Once terms like “rudderless ship,” “chronically underperforming,” and “in over his head” are attached to a director, they’re hard to shake, especially when amplified across cable news and social media.

That’s where the “unrecoverable” fear comes in. Some critics talk as if this is the point of no return for Patel’s credibility – that agents won’t follow someone they view as thin-skinned, image-obsessed, and paranoid, no matter how many arrests the bureau racks up.

But Patel and his defenders are clearly betting the opposite. They’re leaning on statistics, law-and-order rhetoric, and direct rebuttals to the most humiliating stories to argue that the work is getting done and that anonymous complainers inside the FBI don’t get to veto the president’s staffing decisions.

From the outside, the bigger worry isn’t just Kash Patel’s reputation. It’s what this fight says about an agency that already faces low public trust and intense political scrutiny.

(THE TASKS)
(1) In the passage on Kash Patel's critics, what three things are Patel and his defenders leaning on to argue that the work is getting done?
(2) Pick up the passage on Kash Patel's critics after its last sentence and continue it.
The listing that follows is not needed for any of this work.

(GIVEN INFORMATION)
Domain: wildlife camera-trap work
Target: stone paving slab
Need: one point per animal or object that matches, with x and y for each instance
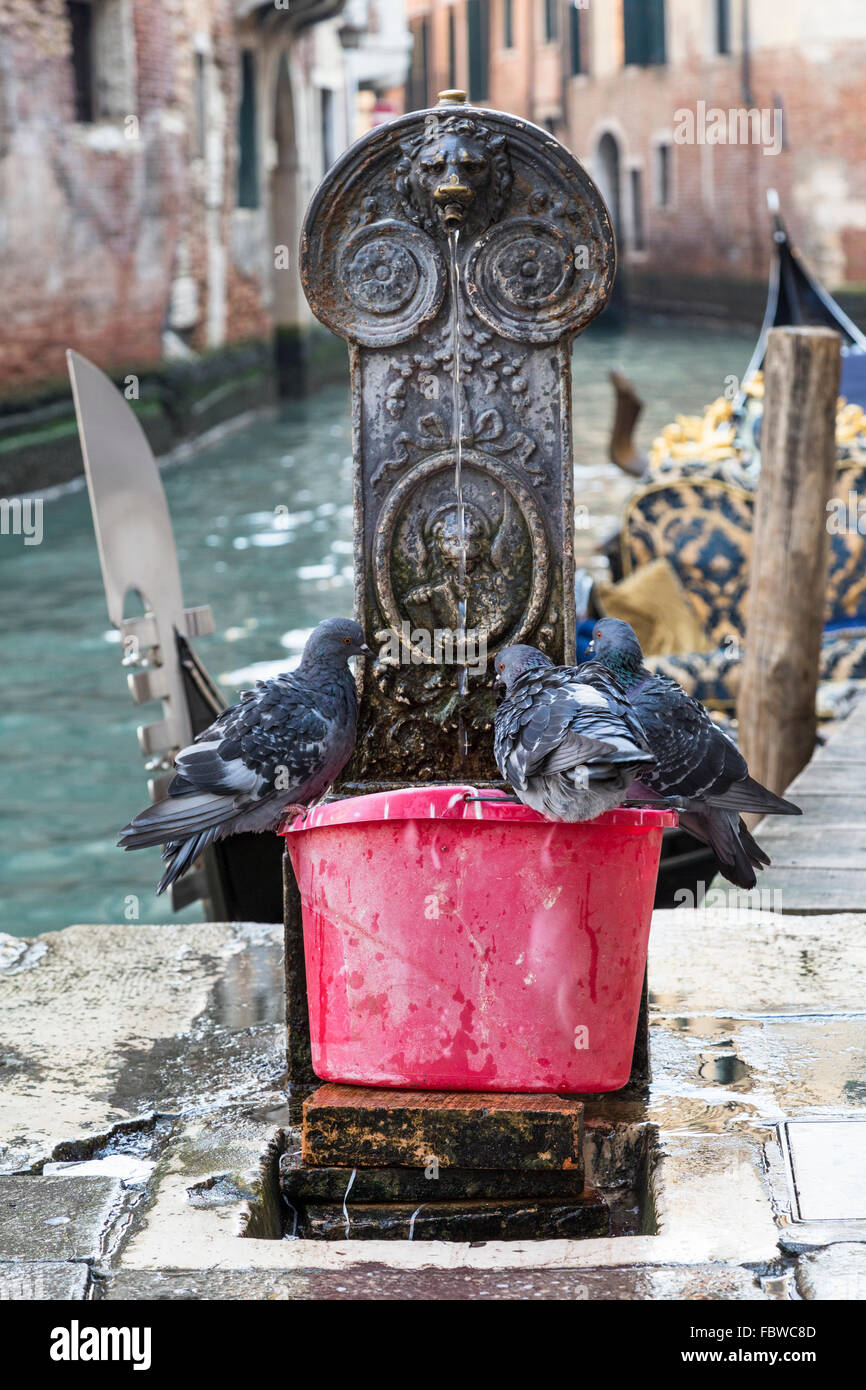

(ANSWERS PROVIDED)
(1) Statistics, law-and-order rhetoric, and direct rebuttals to the most humiliating stories.

(2)
If the FBI really is frozen by internal fear and factional infighting, as some of these sources claim, that’s dangerous for everyone – regardless of party.

If, on the other hand, the bureau is doing aggressive work on gangs, child predators, terrorism, and trafficking while parts of its own workforce wage media warfare against its director, that’s a different kind of problem: one where the people sworn to enforce the law are now also fighting a shadow civil war over who gets to define its mission.

Either way, the leaked report and Patel’s sharp response have made one thing clear.

The battle over who controls the FBI – and whose version of its story the country believes – is only getting started.